EXERCISE: The lines to return are those below that contain the word "white".

GIVEN ENTRIES:
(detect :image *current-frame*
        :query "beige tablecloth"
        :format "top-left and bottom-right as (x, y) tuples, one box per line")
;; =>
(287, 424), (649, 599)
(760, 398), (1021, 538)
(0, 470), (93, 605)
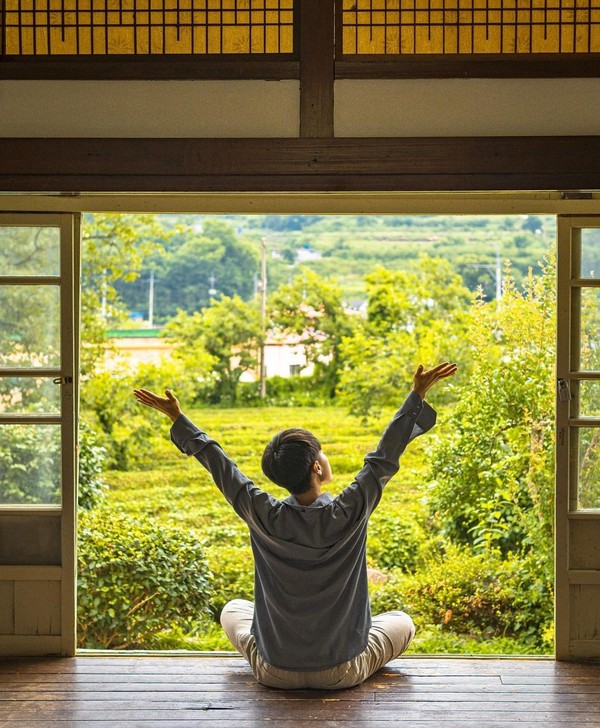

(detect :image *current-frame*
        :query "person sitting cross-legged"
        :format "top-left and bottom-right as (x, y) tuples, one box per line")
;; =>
(133, 361), (457, 690)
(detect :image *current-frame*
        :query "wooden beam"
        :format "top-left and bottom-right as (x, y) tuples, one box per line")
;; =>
(336, 55), (600, 79)
(2, 137), (600, 192)
(299, 1), (335, 137)
(0, 58), (300, 81)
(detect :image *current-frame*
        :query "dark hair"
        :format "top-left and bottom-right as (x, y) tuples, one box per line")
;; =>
(261, 428), (321, 495)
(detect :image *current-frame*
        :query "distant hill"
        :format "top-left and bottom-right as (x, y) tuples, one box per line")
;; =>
(115, 214), (556, 321)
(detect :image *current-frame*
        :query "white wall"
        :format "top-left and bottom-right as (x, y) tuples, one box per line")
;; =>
(335, 79), (600, 137)
(2, 77), (600, 138)
(0, 80), (299, 137)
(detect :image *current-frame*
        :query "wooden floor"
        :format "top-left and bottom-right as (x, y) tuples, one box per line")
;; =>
(1, 655), (600, 727)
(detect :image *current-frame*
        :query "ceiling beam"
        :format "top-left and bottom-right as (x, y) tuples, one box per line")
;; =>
(2, 136), (600, 192)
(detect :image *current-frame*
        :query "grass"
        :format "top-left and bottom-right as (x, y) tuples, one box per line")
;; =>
(103, 404), (427, 534)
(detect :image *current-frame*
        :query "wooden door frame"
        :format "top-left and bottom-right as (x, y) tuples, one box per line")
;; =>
(555, 215), (600, 660)
(2, 192), (600, 661)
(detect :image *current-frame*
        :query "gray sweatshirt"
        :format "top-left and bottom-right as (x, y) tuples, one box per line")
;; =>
(170, 390), (436, 671)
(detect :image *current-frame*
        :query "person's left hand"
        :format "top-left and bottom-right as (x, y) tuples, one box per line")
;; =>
(133, 388), (183, 423)
(412, 362), (458, 400)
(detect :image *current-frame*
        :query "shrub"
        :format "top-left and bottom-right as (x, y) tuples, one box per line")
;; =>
(205, 545), (254, 619)
(150, 618), (235, 651)
(427, 263), (555, 561)
(78, 421), (107, 511)
(77, 509), (213, 648)
(236, 375), (331, 408)
(370, 543), (552, 644)
(408, 628), (549, 655)
(367, 507), (425, 572)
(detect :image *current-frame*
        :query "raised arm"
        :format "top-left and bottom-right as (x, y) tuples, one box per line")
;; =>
(133, 387), (261, 521)
(336, 362), (457, 516)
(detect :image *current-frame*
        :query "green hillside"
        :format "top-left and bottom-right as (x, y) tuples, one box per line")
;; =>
(112, 214), (555, 321)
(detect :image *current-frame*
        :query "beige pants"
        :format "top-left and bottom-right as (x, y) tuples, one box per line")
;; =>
(220, 598), (415, 690)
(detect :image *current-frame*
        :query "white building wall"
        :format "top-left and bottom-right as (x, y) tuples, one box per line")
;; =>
(264, 343), (311, 379)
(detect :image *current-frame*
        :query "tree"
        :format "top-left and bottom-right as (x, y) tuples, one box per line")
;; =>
(338, 256), (472, 419)
(116, 219), (259, 322)
(81, 213), (171, 374)
(269, 269), (354, 397)
(82, 359), (202, 470)
(522, 215), (544, 234)
(164, 295), (264, 404)
(0, 226), (60, 371)
(426, 258), (556, 624)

SOLVED PROBLEM:
        :query "white wall"
        :query "white building wall"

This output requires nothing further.